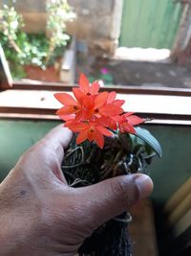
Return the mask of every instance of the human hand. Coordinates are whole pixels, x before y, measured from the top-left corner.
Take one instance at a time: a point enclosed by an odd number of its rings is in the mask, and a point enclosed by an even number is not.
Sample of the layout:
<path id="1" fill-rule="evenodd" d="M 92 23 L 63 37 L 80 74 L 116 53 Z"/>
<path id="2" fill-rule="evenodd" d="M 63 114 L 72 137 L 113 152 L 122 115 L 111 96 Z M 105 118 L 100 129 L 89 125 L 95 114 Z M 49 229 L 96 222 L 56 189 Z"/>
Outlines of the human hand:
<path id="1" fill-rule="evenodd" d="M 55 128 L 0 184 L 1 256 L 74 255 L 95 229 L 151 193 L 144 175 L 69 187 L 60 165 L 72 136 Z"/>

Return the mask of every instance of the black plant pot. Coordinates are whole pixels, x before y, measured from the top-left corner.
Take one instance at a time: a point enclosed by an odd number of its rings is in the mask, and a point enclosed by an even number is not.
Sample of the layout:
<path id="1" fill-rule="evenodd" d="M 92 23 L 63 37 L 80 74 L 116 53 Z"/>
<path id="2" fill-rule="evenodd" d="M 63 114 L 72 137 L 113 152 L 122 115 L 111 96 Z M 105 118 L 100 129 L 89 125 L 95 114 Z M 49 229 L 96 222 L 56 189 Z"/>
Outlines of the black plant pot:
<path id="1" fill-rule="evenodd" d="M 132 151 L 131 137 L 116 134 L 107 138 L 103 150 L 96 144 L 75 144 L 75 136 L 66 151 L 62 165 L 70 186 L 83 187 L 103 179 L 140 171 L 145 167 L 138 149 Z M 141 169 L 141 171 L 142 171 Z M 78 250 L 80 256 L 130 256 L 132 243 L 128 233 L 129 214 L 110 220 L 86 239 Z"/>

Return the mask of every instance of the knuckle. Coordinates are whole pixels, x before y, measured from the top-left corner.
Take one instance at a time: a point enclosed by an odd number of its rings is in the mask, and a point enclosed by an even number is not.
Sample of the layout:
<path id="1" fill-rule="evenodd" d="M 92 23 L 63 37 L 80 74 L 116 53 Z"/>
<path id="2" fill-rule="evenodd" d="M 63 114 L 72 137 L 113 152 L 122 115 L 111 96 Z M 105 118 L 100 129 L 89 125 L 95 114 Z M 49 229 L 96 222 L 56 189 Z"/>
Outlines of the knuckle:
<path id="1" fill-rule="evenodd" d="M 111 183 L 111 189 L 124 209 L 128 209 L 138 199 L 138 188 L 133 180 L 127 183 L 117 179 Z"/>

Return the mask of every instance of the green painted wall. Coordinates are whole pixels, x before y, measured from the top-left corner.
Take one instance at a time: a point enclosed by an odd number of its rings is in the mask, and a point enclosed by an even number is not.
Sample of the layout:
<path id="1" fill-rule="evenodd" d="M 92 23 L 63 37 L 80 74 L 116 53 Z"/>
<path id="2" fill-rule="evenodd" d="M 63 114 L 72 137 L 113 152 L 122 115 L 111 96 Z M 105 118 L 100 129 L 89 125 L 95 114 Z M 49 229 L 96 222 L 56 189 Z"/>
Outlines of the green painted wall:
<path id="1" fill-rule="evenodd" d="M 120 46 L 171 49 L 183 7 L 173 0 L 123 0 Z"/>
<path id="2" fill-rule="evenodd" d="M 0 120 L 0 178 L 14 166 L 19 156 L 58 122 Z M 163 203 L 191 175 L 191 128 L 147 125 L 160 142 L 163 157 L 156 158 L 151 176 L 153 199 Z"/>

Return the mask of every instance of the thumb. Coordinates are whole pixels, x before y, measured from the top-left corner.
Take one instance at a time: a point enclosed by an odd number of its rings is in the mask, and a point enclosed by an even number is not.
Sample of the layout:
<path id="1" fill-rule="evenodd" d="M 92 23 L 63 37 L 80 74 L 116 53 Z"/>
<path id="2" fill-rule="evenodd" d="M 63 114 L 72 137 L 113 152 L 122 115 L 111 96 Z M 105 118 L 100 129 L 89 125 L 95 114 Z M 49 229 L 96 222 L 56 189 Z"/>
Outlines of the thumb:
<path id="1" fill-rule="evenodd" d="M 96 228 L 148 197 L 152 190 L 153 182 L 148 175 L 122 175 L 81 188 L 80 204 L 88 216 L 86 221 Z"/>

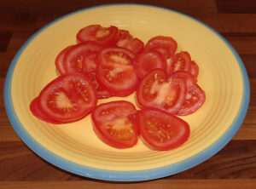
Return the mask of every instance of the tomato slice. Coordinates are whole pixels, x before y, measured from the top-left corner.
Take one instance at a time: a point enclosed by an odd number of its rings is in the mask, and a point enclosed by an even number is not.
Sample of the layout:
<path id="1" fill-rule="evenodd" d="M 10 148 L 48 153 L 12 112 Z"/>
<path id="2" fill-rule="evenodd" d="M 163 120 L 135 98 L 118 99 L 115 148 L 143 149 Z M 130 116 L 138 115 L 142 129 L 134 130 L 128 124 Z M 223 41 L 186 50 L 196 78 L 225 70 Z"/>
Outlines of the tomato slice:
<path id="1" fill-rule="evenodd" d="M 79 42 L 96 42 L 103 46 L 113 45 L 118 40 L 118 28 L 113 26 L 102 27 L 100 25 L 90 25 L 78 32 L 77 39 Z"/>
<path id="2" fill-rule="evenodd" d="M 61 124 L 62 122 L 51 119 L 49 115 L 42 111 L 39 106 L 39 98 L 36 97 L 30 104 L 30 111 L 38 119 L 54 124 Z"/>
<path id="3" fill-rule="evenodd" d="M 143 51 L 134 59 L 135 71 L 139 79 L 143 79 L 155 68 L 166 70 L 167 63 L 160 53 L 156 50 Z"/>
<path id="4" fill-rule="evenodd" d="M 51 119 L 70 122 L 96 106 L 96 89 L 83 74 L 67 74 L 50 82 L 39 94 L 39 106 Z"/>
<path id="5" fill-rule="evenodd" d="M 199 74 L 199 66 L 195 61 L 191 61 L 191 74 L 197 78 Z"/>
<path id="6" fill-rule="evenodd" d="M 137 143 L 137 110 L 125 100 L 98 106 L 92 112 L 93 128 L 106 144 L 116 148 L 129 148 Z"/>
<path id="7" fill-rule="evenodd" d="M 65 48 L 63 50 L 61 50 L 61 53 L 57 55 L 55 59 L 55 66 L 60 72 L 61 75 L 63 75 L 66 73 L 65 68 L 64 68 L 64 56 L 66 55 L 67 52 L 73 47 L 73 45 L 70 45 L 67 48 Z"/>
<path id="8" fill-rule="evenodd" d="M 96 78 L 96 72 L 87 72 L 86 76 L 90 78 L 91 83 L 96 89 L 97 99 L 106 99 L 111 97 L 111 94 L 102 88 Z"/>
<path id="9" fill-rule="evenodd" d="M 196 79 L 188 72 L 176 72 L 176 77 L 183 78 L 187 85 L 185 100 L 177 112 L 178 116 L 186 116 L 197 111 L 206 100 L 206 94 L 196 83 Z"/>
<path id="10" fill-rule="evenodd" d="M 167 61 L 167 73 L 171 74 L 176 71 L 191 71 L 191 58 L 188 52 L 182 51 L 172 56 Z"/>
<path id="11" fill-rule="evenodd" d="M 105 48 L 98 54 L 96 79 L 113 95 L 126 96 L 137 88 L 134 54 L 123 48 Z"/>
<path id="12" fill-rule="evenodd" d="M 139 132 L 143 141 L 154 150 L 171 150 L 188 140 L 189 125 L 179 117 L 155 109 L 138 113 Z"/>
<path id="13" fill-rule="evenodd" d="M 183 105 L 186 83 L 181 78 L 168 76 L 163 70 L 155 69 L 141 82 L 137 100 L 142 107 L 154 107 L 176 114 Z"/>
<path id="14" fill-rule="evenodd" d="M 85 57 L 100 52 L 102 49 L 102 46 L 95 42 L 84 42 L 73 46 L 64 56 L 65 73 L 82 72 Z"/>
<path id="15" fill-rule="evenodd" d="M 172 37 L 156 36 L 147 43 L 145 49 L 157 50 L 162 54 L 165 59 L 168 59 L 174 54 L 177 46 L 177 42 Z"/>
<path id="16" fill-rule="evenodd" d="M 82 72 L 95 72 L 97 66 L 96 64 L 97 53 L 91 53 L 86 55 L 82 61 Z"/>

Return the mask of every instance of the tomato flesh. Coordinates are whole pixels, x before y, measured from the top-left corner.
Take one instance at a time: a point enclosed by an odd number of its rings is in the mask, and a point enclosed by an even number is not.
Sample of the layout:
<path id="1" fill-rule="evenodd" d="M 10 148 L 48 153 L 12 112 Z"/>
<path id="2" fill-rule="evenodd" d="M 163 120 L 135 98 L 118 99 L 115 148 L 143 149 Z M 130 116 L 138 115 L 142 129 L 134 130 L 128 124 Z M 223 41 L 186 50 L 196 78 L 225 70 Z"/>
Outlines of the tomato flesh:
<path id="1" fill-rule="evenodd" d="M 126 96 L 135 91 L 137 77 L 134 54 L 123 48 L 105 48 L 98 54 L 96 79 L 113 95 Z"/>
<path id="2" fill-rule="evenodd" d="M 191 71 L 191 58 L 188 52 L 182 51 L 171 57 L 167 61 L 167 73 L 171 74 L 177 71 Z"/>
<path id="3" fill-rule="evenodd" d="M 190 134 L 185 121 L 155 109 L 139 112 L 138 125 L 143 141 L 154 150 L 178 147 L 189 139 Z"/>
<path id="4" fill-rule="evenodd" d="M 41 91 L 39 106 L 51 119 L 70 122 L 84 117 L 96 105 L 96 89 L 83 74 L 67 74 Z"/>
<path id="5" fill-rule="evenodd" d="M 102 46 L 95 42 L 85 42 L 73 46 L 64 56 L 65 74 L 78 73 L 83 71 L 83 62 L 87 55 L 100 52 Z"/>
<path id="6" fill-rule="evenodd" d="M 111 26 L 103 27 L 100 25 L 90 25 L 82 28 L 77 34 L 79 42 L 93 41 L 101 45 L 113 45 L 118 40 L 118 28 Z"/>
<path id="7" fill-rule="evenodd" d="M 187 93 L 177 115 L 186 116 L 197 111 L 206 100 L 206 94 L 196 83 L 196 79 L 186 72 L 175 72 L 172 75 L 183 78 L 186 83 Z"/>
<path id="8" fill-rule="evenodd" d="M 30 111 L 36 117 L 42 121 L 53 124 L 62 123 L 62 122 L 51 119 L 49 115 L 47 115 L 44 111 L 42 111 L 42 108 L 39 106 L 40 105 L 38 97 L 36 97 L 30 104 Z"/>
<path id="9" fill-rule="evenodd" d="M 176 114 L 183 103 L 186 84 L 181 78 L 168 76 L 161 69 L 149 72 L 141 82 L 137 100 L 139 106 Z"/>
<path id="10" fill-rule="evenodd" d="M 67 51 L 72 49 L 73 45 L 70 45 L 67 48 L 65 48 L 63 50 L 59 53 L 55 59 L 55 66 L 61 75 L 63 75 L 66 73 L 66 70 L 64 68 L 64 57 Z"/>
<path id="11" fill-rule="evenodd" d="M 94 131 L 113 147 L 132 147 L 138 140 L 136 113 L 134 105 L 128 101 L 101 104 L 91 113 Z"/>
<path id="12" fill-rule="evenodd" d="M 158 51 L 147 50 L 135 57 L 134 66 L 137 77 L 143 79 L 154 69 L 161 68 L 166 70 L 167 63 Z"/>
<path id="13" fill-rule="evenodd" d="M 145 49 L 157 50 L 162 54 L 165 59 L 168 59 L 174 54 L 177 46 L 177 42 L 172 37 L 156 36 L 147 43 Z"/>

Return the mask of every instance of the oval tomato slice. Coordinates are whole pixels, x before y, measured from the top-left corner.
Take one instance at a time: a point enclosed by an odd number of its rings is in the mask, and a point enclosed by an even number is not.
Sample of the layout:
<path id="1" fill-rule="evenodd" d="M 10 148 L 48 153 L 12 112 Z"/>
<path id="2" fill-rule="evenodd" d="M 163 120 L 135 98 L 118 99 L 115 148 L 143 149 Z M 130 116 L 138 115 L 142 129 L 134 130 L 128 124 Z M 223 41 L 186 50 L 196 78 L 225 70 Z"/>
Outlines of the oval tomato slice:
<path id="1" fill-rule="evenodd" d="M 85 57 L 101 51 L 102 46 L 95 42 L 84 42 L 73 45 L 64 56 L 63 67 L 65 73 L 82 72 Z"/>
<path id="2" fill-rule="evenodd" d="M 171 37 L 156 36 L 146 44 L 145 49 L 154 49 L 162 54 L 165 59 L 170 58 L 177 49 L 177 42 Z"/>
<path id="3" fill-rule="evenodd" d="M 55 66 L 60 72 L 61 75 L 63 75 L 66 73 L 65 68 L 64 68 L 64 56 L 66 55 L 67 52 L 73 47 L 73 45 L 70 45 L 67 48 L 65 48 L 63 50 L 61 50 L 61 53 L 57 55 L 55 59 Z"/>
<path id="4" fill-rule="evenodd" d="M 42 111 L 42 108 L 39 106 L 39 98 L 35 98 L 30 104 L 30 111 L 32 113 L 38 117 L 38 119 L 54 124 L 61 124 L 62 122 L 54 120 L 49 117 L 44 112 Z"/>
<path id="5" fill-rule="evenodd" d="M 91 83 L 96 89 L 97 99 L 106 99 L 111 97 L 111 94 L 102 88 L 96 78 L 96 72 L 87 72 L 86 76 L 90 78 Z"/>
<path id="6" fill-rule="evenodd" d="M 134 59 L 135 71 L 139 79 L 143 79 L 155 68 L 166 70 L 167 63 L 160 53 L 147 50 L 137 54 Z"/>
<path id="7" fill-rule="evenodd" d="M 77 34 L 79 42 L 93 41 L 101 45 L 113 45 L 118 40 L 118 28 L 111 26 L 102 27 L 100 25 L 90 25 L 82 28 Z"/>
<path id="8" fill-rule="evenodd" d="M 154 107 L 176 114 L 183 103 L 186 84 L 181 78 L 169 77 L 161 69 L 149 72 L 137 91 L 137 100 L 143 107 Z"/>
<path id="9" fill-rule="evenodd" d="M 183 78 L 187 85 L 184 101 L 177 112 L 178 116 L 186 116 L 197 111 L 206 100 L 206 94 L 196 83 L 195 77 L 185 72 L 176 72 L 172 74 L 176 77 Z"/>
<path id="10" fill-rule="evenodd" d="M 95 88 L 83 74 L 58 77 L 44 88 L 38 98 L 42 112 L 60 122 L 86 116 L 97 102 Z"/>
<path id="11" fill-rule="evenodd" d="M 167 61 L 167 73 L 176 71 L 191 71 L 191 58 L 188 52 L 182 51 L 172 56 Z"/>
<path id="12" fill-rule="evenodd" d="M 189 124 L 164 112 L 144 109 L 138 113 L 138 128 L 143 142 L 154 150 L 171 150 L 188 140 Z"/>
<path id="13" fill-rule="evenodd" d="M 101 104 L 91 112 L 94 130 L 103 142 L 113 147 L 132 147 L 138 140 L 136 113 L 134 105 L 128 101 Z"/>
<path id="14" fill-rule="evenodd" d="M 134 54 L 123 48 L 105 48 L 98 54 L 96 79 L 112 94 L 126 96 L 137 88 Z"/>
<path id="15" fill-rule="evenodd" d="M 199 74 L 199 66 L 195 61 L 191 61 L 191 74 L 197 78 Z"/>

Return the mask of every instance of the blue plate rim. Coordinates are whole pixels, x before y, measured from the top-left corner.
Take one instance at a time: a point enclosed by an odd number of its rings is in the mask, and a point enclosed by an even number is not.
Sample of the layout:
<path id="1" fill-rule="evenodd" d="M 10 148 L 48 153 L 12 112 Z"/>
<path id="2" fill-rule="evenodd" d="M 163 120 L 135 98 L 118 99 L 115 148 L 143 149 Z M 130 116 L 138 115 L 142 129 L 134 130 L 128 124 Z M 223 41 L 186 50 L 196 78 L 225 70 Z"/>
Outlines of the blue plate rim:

● **Work required**
Copy out, word for word, the stretch of the records from the line containing "Return the mask of every instance of the green" through the line containing "120 L 0 178".

● **Response**
Return the mask of every instance of the green painted wall. Coordinates are whole pixels, x before y, measured from the top-left corner.
Take one instance at a time: a point enclosed by an odd number of its rings is in the mask, and a point enclosed by an even number is not.
Sample of the layout:
<path id="1" fill-rule="evenodd" d="M 92 23 L 63 37 L 80 74 L 116 53 Z"/>
<path id="2" fill-rule="evenodd" d="M 63 114 L 72 137 L 113 152 L 122 115 L 111 96 Z M 105 118 L 100 129 L 89 125 L 95 114 Z M 49 229 L 96 222 L 56 189 Z"/>
Outlines of the green painted wall:
<path id="1" fill-rule="evenodd" d="M 120 46 L 171 49 L 183 7 L 173 0 L 123 0 Z"/>
<path id="2" fill-rule="evenodd" d="M 0 120 L 0 178 L 14 166 L 19 156 L 58 122 Z M 163 203 L 191 175 L 191 128 L 147 125 L 160 142 L 163 157 L 156 158 L 151 176 L 153 199 Z"/>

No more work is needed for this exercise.